**UNTERSUCHTER TEXT**
------------------------------------------------------------------------

Microsoft 365 läuft komplett über das Internet. Programme, alle Daten und Dokumente liegen in der Cloud, auf Servern des US-Konzerns. Vorteil: Die Software ist stets auf dem neuesten Stand und muss nicht aufwendig auf jedem Firmenrechner einzeln aktualisiert werden. Außerdem können Beschäftigte von überall auf Apps und Daten zugreifen. Doch der Preis dafür ist hoch. Unternehmen, die sich für MS 365 entscheiden, geben die Herrschaft über wesentliche Teile ihrer IT-Landschaft aus der Hand. Wenn sich etwas verändert, erfahren sie das, wenn überhaupt, erst im Nachhinein.

------------------------------------------------------------------------

**ZIEL DER ÜBUNG**
Schreiben Sie aus dem Text zu Microsoft 365 die Stelle von „Microsoft 365 läuft“ bis einschließlich „erst im Nachhinein.“ wortgetreu ab. Arbeiten Sie nur mit dem Text zu Microsoft 365.

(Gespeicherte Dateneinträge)
------------------------------------------------------------------------

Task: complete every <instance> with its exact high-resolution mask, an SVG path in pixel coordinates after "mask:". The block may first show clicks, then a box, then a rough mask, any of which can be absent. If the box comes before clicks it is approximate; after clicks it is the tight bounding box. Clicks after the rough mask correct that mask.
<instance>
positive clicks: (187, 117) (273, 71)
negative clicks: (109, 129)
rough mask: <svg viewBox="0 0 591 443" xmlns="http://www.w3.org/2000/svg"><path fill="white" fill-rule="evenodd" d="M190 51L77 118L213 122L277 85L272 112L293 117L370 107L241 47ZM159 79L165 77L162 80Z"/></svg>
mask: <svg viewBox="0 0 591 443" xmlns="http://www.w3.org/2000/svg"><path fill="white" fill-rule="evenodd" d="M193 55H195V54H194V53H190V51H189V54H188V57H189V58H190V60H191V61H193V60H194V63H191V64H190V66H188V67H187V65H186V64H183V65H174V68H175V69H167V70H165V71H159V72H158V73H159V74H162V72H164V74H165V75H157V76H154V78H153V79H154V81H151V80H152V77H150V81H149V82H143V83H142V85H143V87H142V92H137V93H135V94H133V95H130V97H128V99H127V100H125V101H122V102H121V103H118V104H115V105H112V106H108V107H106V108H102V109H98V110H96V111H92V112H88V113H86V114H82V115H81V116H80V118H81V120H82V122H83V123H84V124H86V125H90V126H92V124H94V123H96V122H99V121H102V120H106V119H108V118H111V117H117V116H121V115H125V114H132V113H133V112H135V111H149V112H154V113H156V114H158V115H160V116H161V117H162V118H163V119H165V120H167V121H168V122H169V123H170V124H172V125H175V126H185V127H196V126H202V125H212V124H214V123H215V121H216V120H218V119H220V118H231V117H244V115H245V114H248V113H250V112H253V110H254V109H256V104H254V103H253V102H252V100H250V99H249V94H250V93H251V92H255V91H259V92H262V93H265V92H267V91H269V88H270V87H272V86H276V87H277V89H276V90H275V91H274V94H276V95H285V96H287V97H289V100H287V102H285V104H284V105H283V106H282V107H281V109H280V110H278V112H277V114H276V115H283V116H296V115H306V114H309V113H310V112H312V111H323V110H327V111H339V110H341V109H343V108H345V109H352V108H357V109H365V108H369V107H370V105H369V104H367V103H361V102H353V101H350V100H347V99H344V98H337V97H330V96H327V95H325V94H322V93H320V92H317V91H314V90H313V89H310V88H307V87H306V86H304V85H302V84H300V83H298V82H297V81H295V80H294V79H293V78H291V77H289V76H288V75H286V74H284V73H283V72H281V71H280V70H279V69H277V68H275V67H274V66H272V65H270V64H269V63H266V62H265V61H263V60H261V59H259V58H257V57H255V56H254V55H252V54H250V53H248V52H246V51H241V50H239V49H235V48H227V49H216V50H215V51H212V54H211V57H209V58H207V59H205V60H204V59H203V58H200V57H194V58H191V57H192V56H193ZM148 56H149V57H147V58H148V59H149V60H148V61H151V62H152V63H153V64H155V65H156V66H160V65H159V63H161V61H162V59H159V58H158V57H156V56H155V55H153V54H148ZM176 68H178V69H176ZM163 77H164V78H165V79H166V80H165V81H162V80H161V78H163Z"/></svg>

------------------------------------------------------------------------

**LÖSUNG**
Microsoft 365 läuft komplett über das Internet. Programme, alle Daten und Dokumente liegen in der Cloud, auf Servern des US-Konzerns. Vorteil: Die Software ist stets auf dem neuesten Stand und muss nicht aufwendig auf jedem Firmenrechner einzeln aktualisiert werden. Außerdem können Beschäftigte von überall auf Apps und Daten zugreifen. Doch der Preis dafür ist hoch. Unternehmen, die sich für MS 365 entscheiden, geben die Herrschaft über wesentliche Teile ihrer IT-Landschaft aus der Hand. Wenn sich etwas verändert, erfahren sie das, wenn überhaupt, erst im Nachhinein.